*** Exercise input ***

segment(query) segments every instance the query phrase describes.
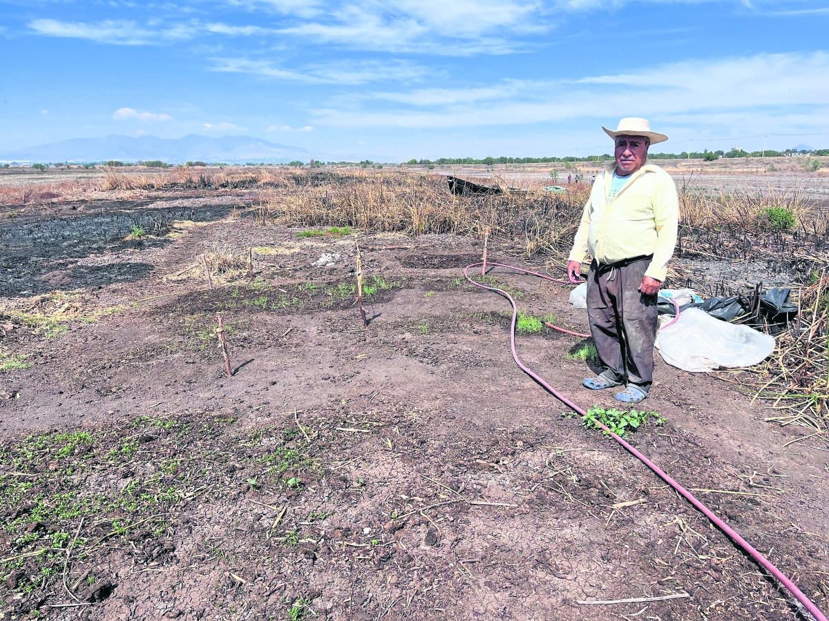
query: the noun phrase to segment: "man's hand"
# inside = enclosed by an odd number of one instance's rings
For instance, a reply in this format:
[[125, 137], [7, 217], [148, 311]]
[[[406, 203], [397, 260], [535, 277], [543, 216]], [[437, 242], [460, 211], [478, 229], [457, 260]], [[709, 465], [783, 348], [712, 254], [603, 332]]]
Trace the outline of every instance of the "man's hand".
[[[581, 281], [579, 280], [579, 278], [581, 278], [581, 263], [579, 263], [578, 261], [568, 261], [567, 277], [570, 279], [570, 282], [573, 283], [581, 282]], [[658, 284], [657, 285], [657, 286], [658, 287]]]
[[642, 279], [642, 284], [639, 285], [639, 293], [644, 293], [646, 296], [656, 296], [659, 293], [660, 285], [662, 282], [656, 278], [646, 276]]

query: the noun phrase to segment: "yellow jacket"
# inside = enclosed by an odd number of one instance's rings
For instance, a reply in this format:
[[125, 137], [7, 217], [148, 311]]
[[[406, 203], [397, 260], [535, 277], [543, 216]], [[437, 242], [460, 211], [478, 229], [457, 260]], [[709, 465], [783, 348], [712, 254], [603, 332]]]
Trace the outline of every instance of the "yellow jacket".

***
*** Exercise input ***

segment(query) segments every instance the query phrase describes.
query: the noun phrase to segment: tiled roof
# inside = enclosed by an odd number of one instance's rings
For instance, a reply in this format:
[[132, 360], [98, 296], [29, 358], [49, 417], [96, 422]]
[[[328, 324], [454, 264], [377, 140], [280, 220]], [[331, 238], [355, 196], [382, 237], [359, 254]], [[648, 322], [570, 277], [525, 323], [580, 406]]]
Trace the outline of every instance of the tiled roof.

***
*** Exercise input ***

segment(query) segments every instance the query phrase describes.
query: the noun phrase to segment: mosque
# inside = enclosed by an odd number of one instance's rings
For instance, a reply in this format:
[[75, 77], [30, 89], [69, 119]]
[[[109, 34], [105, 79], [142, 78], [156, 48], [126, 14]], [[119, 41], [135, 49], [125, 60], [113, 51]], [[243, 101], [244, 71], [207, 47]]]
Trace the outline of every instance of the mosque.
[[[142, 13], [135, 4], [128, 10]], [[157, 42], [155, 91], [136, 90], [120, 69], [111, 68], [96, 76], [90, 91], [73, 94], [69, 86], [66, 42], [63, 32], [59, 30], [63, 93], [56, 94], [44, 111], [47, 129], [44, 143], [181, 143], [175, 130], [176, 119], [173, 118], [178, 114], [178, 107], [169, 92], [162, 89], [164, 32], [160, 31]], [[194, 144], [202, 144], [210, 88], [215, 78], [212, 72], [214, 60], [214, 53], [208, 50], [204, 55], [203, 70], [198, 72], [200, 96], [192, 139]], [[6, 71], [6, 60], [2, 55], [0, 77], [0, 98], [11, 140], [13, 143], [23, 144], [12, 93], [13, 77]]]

***

Problem
Please identify every line of the material above that contains the string "Trace", and copy each of those lines out in full. Matching is case-sensitive.

Answer
Trace the outline of every instance of the "man's hand".
Trace the outline of every instance of the "yellow jacket".
Trace the outline of every instance of the tiled roof.
Trace the outline of every instance of the mosque.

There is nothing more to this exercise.